DATA EXTRACTS:
+===+

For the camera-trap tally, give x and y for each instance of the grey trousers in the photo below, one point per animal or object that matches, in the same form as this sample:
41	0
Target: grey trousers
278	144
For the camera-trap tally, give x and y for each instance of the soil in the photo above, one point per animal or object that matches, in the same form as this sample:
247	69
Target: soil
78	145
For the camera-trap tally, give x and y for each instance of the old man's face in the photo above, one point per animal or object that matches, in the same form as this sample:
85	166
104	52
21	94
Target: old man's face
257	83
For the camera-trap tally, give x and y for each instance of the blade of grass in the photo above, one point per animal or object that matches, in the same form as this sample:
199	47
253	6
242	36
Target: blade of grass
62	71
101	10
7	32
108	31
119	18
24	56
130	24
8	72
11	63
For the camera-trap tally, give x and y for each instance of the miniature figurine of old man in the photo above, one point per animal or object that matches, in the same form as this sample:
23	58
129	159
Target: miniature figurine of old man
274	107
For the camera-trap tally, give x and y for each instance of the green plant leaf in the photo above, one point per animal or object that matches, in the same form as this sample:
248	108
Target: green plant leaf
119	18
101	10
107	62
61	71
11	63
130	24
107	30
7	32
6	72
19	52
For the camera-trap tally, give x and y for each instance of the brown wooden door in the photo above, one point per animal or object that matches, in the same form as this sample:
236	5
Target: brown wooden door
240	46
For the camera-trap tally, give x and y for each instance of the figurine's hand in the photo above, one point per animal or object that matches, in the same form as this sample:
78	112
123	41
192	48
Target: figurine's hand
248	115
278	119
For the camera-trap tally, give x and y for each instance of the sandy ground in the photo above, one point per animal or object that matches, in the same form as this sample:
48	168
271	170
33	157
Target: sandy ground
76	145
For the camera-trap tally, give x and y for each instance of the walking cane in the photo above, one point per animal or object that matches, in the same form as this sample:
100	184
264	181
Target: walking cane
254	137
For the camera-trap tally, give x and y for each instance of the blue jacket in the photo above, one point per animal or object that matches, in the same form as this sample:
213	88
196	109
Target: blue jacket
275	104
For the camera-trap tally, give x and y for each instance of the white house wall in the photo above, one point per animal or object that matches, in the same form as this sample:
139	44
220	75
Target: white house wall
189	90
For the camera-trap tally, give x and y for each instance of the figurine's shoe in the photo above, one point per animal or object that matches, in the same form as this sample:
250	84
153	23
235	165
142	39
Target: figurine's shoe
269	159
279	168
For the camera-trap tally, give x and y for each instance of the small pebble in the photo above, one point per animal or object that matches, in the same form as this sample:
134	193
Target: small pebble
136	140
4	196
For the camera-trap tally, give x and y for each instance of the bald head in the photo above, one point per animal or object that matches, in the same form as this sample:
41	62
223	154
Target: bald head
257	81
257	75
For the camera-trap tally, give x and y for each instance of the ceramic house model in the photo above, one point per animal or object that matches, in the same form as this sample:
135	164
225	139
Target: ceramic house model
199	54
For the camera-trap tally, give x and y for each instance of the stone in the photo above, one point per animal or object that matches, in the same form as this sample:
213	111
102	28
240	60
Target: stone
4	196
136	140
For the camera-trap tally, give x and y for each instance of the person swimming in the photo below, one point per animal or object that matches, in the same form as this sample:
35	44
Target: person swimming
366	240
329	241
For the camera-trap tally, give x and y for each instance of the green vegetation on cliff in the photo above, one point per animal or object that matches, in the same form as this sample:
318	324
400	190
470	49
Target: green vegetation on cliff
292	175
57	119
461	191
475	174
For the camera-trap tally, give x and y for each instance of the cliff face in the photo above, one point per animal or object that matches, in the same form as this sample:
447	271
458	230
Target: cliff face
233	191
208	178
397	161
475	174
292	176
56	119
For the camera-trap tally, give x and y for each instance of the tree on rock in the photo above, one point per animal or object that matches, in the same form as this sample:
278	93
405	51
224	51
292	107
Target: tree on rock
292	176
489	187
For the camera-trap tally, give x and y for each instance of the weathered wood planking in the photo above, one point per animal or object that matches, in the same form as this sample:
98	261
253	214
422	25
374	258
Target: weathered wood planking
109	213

+===+

TASK PROMPT: Every entry, written out exactly, is what the response should contain.

YOUR RESPONSE:
For the camera-trap tally, give x and y for each instance of the grey trousers in the photo below, one point per animal or object that matches, in the same form as this sample:
41	0
Target: grey trousers
278	144
For the camera-trap tally, give x and y for each instance of the soil in the photo above, one point per animal or object that matches, in the same form as this sample:
247	69
Target: soil
78	145
For the camera-trap tally, give x and y for each instance of the old man's face in the photo above, one point per animal or object that matches, in the same form as this sample:
85	166
104	52
21	94
Target: old man's face
257	83
For the camera-trap tally, give x and y for each instance of the blade of grass in the photo above, one point per animal or object that matches, in the same form as this sample:
199	47
253	6
242	36
Target: blade of grass
62	71
101	10
7	32
108	31
119	18
24	56
130	24
8	72
11	63
For the camera-trap tally, give x and y for each instance of the miniature figurine of old man in the photo above, one point per animal or object that matches, in the same form as this sample:
23	58
129	159
Target: miniature figurine of old man
274	107
For the camera-trap tally, give x and y for each instance of the green plant leaf in the photo above, one point per animal or object that matches, in the same form as this sample:
248	108
Target: green plant leaf
119	18
101	10
107	62
61	71
11	63
130	24
107	30
7	32
6	72
19	52
For the camera-trap tally, give x and y for each instance of the brown wooden door in the photo above, one point per animal or object that matches, in the same form as this sample:
236	5
Target: brown wooden door
240	46
For the camera-trap tally, give x and y for each instance of the figurine's hand in the photo above, one point per animal or object that matches, in the same form as this sample:
78	112
123	41
192	48
Target: figurine's hand
248	115
278	119
For the camera-trap tally, give x and y for each instance of the sandy ground in the photo above, one point per animal or object that matches, in the same form as this sample:
48	168
271	170
33	157
Target: sandy ground
76	145
For the camera-trap tally, give x and y for each instance of the walking cane in the photo above, one point per animal or object that matches, in the same form as this sample:
100	184
264	181
Target: walking cane
254	137
For the camera-trap tally, give x and y for each instance of the blue jacket in the photo above, one point per animal or object that matches, in the same form as this sample:
213	88
196	109
Target: blue jacket
275	104
For the camera-trap tally, give x and y for each instance of the white house wall in the photo above, one point per animal or object that matches, in the same form as this sample:
139	44
220	75
Target: white house wall
189	90
For the camera-trap tally, give x and y for each instance of the figurine's shoe in the photo above, one point per animal or object that matches, in the same form as this sample:
250	84
153	23
235	165
142	39
Target: figurine's shoe
269	159
279	168
For the camera-trap tally, give x and y for each instance of the small pebble in the photo above, one point per animal or object that matches, in the same form as this sample:
134	193
Target: small pebble
136	140
4	196
For the camera-trap tally, give x and y for each instance of the bald head in the photo above, one point per animal or object that matches, in the same form as this sample:
41	62
223	154
Target: bald head
257	81
257	75
For the camera-trap tally, give x and y for each instance of the ceramic house model in the photo above, one point per animal or object that matches, in the same form as this sample:
135	164
225	139
Target: ceramic house model
199	54
For the camera-trap tally, give x and y for each instance of the stone in the photo above, one point per animal or object that matches, in the same form as this sample:
213	111
102	28
240	60
Target: stone
4	196
136	140
For the camera-trap tally, give x and y for each instance of the person swimming in the photo below, one point per animal or object that matches, in the same form as this sample:
35	44
Target: person swimming
366	240
329	241
For the camera-trap tally, give x and y for each instance of the green vegetation on cliff in the photo above, one point per animal or object that matches, in the same form as this sample:
318	324
400	190
470	49
Target: green vegetation on cliff
292	175
57	119
461	191
475	174
For the camera-trap tally, give x and y for each instance of the cliff face in the photo above, one point per animal or object that matches, in the same form as this sample:
447	271
458	230
Target: cliff face
233	191
208	178
397	161
475	174
292	176
56	119
For the camera-trap tally, give x and y for each instance of the tree on rock in the photo above, one point per animal or object that matches, in the same form as this sample:
278	93
405	51
224	51
292	107
Target: tree on rock
292	176
489	187
For the camera-trap tally, give x and y for each instance of the weathered wood planking in the photo above, one point per animal or object that matches, in the same form as this sample:
98	261
253	214
422	25
374	258
Target: weathered wood planking
109	213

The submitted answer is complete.